==== EXTRACT TO READ ====

On Tue, Mar 4, 2025 at 5:50 AM James Clark <james.clark@xxxxxxxxxx> wrote:
Some changes related to the discussion here [1] about deduplication of
PMUs. This change stands on its own right now, but it may not go far
enough. This can either be dropped for now or applied and improved
later. Extra ideas are as follows.
Treating alphanumeric suffixes as duplicate has been slightly
problematic due to marketing strings having looks-like-but-not-actually
alphanumeric suffixes. For example 'cpum_cf' and now the one digit
longer than before 'cortex-a720'. The easy fix is to increase the
minimum length considered for deduplication as suggested [1], but as
also mentioned, the current mrvl_ddr_pmu PMU names don't zero pad the
address, meaning that > 2 alphanumeric suffixes are already technically
not enough to deduplicate the same PMUs. They could have only a 2 digit
alphanumeric address suffix. Increasing the minimum digits feels a bit
like kicking the can down the road and it places awkward limitations on
marketing names which we have no control over. Also I'm not sure helps
the following much:
The hex suffix thing was very unfortunate, can we reverse that
decision and move the physical address.. it captures into a caps file?
Fwiw, we have a similar hex mess with raw events. A raw event can be
r0xead or read, but read also makes a pretty nice event name. This is
solved by first checking if read is an event and if not assuming it is
a raw encoding. Would anyone really care if raw events always had to
start with r0x? We seem to get tangled up in corner cases like this
too often, for example legacy event priorities and topdown event
sorting. Keeping things simple would be nice from a correctness pov
but also so that it's easy for other tools to emulate.

==== RECORDED INFORMATION ====

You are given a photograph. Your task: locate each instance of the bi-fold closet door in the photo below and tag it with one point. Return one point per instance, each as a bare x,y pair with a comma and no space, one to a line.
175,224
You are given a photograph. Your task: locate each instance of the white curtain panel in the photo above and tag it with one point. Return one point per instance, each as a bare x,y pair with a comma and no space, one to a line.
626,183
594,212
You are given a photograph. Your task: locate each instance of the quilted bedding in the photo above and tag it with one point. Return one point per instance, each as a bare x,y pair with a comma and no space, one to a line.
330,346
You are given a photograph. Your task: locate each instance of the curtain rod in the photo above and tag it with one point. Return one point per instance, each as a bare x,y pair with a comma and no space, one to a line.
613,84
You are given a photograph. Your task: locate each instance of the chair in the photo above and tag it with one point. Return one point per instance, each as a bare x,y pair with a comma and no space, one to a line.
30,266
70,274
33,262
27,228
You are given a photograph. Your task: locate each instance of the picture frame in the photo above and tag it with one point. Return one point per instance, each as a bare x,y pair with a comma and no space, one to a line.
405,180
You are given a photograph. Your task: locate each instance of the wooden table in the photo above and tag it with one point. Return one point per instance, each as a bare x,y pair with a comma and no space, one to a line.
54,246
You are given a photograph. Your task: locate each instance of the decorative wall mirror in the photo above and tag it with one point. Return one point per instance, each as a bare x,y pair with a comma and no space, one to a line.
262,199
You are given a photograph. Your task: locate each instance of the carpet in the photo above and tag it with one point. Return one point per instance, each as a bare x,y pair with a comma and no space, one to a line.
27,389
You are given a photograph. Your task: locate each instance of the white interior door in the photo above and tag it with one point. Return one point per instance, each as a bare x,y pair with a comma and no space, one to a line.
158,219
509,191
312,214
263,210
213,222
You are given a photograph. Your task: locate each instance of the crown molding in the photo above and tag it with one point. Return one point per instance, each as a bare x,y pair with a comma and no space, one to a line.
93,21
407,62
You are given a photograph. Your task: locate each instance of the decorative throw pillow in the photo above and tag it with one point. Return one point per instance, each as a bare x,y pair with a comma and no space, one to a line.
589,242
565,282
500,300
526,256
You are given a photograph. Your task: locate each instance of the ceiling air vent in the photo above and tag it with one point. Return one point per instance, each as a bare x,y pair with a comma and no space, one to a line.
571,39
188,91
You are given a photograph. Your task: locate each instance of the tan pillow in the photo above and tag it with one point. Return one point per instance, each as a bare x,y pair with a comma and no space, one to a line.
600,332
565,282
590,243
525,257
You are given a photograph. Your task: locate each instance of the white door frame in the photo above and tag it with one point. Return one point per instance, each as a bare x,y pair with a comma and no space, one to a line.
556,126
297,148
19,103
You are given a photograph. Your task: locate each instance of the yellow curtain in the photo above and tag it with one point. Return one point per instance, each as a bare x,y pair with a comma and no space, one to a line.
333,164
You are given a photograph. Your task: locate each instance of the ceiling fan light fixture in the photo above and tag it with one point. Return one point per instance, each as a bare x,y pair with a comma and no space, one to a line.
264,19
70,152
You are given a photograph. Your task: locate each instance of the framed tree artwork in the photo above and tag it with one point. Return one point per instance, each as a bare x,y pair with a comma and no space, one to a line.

====

### AIM OF THE TASK
Please repeat the part of the PMU deduplication message that opens with "On Tue, Mar" and closes with "are as follows.". The entries are separate material from the PMU deduplication message.

### COMPLETE OUTPUT
On Tue, Mar 4, 2025 at 5:50 AM James Clark <james.clark@xxxxxxxxxx> wrote:
Some changes related to the discussion here [1] about deduplication of
PMUs. This change stands on its own right now, but it may not go far
enough. This can either be dropped for now or applied and improved
later. Extra ideas are as follows.